▶ _Task to carry out_
List each line of the items below that contains the word "target", copying every such line in full.

(Mask labeling examples)
═══

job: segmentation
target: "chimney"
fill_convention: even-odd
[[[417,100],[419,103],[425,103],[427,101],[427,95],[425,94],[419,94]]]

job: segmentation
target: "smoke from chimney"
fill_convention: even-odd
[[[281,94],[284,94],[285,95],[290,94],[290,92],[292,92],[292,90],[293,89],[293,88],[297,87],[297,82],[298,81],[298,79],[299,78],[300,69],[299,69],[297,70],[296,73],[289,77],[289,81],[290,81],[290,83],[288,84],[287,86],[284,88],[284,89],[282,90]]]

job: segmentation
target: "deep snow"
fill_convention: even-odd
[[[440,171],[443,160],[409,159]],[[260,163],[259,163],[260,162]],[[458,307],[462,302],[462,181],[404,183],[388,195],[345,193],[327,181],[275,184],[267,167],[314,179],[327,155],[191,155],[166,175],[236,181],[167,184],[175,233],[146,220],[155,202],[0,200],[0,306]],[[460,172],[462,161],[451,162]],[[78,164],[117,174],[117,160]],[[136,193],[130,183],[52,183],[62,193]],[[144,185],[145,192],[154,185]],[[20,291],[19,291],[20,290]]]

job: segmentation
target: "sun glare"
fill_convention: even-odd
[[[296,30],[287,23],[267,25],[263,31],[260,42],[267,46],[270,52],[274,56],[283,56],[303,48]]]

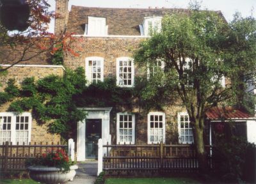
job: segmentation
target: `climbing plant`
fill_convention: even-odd
[[[72,128],[76,127],[77,122],[86,118],[86,113],[78,107],[110,106],[113,111],[127,111],[138,108],[142,114],[142,109],[145,113],[152,109],[161,109],[164,101],[170,102],[164,97],[170,95],[162,93],[161,88],[156,88],[157,84],[154,88],[147,77],[140,77],[135,80],[134,88],[118,86],[113,77],[86,84],[84,70],[77,68],[67,70],[62,77],[51,75],[38,80],[28,77],[19,87],[14,79],[10,79],[4,91],[0,93],[0,103],[11,102],[8,111],[30,111],[38,123],[49,123],[50,133],[68,138],[75,135]],[[158,90],[152,95],[157,98],[153,98],[149,89]]]

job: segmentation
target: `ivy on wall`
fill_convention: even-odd
[[[86,118],[86,112],[77,107],[110,106],[113,111],[127,111],[138,108],[143,114],[150,109],[160,111],[170,102],[161,88],[148,86],[147,77],[135,80],[134,88],[117,86],[114,78],[86,85],[84,70],[77,68],[67,70],[63,77],[51,75],[36,81],[28,77],[20,87],[10,79],[4,91],[0,93],[0,103],[12,102],[8,111],[31,111],[38,123],[49,122],[49,132],[67,138],[76,135],[74,127],[77,127],[77,122]]]

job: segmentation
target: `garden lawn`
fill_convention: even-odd
[[[106,184],[200,184],[199,181],[186,178],[108,178]]]
[[[0,184],[38,184],[30,179],[0,179]]]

═══

▶ _The completed task_
target: "chimney"
target: "smoke from chimney"
target: "deep snow"
target: "sun glare"
target: `climbing plant`
target: `ivy on wall`
target: `garden lawn`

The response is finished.